**Given entries**
-*-*-

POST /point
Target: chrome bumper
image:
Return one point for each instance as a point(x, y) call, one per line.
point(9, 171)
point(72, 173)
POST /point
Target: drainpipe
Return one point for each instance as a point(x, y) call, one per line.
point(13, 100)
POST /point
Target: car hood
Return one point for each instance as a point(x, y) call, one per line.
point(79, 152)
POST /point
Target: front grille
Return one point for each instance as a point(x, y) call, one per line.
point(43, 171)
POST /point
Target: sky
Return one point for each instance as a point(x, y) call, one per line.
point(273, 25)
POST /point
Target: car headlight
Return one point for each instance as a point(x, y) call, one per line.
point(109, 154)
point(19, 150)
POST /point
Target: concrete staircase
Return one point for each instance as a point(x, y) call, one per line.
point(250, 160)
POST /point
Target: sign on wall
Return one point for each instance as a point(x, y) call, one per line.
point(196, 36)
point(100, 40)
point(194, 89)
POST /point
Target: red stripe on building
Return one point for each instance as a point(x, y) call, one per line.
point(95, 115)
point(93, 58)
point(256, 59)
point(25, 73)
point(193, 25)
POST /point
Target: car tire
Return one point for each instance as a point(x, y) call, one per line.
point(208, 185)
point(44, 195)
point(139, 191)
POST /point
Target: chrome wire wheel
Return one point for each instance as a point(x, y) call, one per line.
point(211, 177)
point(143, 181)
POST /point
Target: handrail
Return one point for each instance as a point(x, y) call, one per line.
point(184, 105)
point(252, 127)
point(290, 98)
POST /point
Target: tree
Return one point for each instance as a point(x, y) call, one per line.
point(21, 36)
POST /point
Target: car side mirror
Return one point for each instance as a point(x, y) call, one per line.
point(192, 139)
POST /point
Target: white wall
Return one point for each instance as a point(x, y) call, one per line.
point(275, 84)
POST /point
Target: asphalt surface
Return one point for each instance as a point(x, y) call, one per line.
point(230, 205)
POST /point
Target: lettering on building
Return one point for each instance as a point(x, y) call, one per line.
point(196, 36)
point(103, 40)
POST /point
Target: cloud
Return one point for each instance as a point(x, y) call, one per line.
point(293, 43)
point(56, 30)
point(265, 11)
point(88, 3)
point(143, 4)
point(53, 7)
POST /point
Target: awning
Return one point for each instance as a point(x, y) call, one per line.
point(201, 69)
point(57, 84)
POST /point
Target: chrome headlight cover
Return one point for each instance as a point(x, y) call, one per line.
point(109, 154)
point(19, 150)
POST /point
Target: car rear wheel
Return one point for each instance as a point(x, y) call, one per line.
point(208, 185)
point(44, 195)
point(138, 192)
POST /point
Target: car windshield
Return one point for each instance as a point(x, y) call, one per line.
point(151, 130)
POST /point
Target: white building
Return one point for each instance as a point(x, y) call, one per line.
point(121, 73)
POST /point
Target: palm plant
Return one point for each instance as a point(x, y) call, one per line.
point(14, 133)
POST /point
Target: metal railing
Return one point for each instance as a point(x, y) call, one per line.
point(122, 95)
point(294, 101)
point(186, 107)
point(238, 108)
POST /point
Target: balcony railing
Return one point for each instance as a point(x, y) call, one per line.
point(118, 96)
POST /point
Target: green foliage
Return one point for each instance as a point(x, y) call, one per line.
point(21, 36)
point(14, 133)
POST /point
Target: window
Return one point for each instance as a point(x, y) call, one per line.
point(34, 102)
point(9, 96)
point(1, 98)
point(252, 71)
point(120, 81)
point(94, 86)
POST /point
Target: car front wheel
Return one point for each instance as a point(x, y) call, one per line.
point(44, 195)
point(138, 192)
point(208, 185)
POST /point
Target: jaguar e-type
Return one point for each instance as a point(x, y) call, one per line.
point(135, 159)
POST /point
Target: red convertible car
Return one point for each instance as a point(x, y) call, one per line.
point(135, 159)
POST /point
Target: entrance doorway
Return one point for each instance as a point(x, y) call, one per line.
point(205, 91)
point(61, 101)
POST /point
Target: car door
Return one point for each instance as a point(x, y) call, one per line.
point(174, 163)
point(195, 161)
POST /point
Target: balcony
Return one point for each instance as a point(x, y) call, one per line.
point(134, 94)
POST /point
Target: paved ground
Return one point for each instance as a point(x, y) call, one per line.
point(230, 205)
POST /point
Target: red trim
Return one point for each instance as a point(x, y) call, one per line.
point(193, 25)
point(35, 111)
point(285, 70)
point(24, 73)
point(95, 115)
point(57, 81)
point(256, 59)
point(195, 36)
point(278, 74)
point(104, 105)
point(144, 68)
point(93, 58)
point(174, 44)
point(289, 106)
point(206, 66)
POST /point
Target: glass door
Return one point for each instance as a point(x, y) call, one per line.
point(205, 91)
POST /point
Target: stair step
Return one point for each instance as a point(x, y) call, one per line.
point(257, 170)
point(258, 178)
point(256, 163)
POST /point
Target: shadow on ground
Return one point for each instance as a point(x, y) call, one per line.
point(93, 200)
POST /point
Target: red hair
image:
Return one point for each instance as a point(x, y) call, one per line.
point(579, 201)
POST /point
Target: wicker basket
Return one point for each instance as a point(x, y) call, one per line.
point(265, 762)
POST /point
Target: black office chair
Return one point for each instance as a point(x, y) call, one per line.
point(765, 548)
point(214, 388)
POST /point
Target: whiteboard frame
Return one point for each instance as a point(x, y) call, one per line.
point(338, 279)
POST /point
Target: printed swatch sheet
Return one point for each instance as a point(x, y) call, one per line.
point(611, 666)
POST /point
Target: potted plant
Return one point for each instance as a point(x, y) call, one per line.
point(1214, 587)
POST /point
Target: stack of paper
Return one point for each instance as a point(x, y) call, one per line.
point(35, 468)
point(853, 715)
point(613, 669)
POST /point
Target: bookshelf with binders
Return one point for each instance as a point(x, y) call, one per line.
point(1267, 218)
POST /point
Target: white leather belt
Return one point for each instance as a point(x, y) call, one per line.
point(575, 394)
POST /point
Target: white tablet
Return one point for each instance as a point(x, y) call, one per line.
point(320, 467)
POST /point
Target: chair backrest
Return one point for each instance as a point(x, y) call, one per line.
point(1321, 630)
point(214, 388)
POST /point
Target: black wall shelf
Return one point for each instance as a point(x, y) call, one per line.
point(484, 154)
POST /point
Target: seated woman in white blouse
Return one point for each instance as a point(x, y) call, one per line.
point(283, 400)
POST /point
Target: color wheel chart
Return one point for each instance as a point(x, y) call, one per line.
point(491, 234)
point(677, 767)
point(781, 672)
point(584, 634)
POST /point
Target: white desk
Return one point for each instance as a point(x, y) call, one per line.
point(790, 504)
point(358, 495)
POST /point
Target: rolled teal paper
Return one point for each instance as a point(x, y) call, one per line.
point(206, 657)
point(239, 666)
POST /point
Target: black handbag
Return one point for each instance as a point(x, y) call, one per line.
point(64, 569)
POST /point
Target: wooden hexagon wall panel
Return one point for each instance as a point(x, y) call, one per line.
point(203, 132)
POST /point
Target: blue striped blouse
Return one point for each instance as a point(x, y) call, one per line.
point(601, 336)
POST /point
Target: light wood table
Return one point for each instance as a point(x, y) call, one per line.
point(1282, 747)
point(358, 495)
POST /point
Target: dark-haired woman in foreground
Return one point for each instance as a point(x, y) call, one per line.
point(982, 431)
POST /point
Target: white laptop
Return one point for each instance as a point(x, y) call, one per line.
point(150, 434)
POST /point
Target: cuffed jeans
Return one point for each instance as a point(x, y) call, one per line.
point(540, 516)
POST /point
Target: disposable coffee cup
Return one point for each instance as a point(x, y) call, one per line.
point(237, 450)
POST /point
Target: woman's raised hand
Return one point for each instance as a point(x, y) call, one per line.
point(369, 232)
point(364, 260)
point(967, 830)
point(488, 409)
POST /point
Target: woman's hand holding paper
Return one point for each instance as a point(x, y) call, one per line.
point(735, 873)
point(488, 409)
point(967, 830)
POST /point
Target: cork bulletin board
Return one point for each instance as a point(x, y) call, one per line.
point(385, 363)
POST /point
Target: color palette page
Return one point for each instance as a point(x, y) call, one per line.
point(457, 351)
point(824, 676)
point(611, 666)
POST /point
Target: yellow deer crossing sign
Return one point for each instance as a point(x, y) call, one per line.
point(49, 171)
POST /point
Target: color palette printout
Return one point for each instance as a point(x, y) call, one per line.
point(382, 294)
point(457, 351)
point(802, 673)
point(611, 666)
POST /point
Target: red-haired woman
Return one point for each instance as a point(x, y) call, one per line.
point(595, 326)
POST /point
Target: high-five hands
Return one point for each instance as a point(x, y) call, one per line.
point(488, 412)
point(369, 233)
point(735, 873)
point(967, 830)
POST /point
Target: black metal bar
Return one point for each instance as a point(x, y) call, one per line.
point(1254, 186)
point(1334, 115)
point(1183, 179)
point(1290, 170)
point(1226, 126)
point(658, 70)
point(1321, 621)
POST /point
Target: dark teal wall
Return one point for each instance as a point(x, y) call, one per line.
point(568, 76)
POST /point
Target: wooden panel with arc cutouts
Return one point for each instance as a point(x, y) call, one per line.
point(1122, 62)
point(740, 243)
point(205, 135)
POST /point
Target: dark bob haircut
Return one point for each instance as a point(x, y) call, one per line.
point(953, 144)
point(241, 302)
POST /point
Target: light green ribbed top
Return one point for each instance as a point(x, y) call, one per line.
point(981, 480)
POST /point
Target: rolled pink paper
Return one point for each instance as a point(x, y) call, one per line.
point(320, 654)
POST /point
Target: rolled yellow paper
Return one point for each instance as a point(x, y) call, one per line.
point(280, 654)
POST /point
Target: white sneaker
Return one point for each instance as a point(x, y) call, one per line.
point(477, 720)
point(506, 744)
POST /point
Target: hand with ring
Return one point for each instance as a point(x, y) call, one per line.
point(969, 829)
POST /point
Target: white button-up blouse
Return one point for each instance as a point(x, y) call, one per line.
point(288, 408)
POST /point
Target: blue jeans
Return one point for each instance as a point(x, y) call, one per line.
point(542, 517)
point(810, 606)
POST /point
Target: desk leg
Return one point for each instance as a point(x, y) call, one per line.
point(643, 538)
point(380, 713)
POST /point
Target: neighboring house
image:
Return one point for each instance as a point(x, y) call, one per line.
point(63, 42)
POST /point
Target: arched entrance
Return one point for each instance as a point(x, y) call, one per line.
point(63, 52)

-*-*-

**Your assignment**
Given the records above, reproduce precisely and only the lines between the line holding "Target: car door" and the line holding "Target: glass door", inclusive.

**Written solution**
Target: car door
Return one point for each instance as a point(x, y) call, one per line.
point(174, 163)
point(195, 161)
POST /point
Target: balcony
Return one point for each instance as a point(x, y) call, one per line.
point(134, 94)
POST /point
Target: paved ground
Return one point for each instance as a point(x, y) call, one per line.
point(230, 205)
POST /point
Target: red trim
Return one point for each instance as a point(x, y) call, one per line.
point(193, 25)
point(35, 111)
point(285, 70)
point(24, 73)
point(95, 115)
point(57, 81)
point(256, 59)
point(195, 36)
point(278, 74)
point(104, 105)
point(144, 68)
point(93, 58)
point(174, 44)
point(289, 106)
point(206, 66)
POST /point
Target: glass door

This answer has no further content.